Task objective: Copy out all the entries exactly.

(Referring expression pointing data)
____

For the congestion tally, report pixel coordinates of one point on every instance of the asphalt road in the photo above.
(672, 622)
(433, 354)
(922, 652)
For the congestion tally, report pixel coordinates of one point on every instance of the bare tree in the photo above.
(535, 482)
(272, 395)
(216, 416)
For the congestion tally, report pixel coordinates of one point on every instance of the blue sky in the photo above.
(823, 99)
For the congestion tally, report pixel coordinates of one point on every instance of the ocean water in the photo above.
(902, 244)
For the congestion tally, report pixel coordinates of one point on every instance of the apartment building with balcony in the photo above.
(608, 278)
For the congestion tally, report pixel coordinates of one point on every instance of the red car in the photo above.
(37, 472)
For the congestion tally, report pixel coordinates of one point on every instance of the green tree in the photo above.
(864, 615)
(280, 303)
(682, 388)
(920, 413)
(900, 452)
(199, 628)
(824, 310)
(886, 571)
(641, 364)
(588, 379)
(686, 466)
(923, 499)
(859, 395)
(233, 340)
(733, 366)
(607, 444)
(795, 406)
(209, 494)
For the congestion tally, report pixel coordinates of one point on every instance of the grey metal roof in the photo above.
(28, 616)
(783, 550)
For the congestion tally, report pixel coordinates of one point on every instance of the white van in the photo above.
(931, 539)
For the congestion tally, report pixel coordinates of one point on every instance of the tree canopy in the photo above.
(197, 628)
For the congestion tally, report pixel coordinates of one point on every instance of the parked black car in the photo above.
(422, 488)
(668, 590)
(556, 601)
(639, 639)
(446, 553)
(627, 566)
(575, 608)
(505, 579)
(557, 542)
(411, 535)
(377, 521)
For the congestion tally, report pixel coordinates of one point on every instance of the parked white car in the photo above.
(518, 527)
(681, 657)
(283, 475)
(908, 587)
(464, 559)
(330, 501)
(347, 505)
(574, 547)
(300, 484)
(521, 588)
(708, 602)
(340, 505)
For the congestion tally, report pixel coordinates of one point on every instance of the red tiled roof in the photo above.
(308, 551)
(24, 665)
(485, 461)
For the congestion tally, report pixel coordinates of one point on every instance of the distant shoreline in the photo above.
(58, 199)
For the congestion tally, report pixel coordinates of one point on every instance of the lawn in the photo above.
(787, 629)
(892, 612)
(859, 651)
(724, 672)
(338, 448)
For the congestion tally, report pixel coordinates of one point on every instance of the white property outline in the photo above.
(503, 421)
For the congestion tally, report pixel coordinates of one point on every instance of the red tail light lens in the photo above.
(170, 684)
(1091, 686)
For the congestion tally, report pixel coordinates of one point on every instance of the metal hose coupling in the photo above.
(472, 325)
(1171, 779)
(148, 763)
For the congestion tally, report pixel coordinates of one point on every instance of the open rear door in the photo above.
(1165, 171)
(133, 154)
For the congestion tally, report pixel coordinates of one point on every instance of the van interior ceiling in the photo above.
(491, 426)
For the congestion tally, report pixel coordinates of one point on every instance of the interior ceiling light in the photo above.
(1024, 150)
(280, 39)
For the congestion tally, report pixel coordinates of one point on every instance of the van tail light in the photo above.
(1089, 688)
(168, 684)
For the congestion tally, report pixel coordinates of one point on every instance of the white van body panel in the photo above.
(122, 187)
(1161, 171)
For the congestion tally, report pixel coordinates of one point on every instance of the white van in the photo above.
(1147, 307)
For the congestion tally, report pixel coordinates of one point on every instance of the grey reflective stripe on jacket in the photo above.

____

Response box:
For the congestion tally, report pixel coordinates of one point on every instance of the asphalt road in the photo above.
(672, 622)
(433, 354)
(922, 652)
For the congestion tally, report pixel coordinates of one point on every instance of the bare tree in the photo above.
(535, 482)
(272, 395)
(216, 416)
For the congestion tally, report pixel coordinates of one point on every instance of the blue sky in the photo above.
(823, 99)
For the congestion tally, report pixel coordinates of one point on every instance of the ocean water in the photo above.
(902, 244)
For the congestion tally, report pixel coordinates of one point on every instance of the apartment building with balcony in the photo above.
(608, 278)
For the congestion tally, report pixel coordinates of one point on every instance of the red car in the photo above.
(37, 472)
For the congestion tally, report pixel coordinates of one point on every instance of the green tree in the photo above.
(864, 615)
(280, 303)
(682, 388)
(920, 413)
(900, 452)
(199, 628)
(824, 310)
(886, 571)
(641, 364)
(588, 379)
(686, 466)
(923, 499)
(859, 395)
(233, 340)
(733, 366)
(607, 444)
(795, 406)
(209, 494)
For the congestion tally, report pixel coordinates of one point on every instance of the grey metal roof in the photo above.
(28, 616)
(783, 550)
For the congestion tally, report pixel coordinates of one point on every instance of the white van in the photo above.
(931, 539)
For the congestion tally, report pixel coordinates of one point on every instance of the tree canopy in the photo above.
(197, 628)
For the congestion tally, report pixel coordinates of one point on every instance of the parked black car in the photo above.
(422, 488)
(668, 590)
(556, 601)
(639, 639)
(446, 553)
(627, 566)
(575, 608)
(505, 579)
(557, 542)
(411, 535)
(377, 521)
For the congestion tally, report pixel coordinates of one point on every instance of the parked white car in the photo above.
(518, 527)
(681, 657)
(283, 475)
(908, 587)
(464, 559)
(330, 501)
(347, 505)
(574, 547)
(300, 484)
(521, 588)
(708, 602)
(340, 505)
For the congestion tally, report pixel coordinates of one point on every instance of the red tiled roof in the photo above.
(308, 551)
(24, 665)
(485, 461)
For the congestion tally, report pixel coordinates of one point on every instance of the distant shoreline in the photo above.
(58, 199)
For the congestion tally, report pixel coordinates of one point on every instance of the lawn in the photo above.
(787, 629)
(892, 612)
(859, 651)
(724, 672)
(338, 448)
For the congestion tally, report pixel coordinates of one point on every instance of the white property outline in the photo above.
(503, 421)
For the congestion tally, report pixel coordinates of one point on every instance of the red tail light lens in the photo above.
(170, 684)
(1091, 686)
For the congestion tally, report pixel coordinates of one point on every instance of the metal hose coupling in the photo above.
(472, 325)
(1171, 779)
(148, 763)
For the congestion tally, report pixel coordinates of one point on every instance of the open rear door in the photo above.
(1165, 171)
(133, 154)
For the congestion tally, report pixel coordinates of one point on every instance of the van interior ceiling in the photo above.
(491, 426)
For the congestion tally, report pixel coordinates of one point on every instance of the interior ceiling light in the photo above.
(1024, 150)
(280, 39)
For the congestion tally, report pixel coordinates of one point on every instance of the van tail light in the photo above.
(1089, 688)
(168, 684)
For the congestion tally, report pixel coordinates of one point on every instance of the white van body panel in the photo above.
(122, 187)
(1161, 171)
For the congestion tally, report pixel coordinates of one point on every instance of the white van in the photo above.
(1147, 307)
For the congestion tally, report pixel coordinates of one point on every instance of the grey reflective stripe on jacket in the photo above.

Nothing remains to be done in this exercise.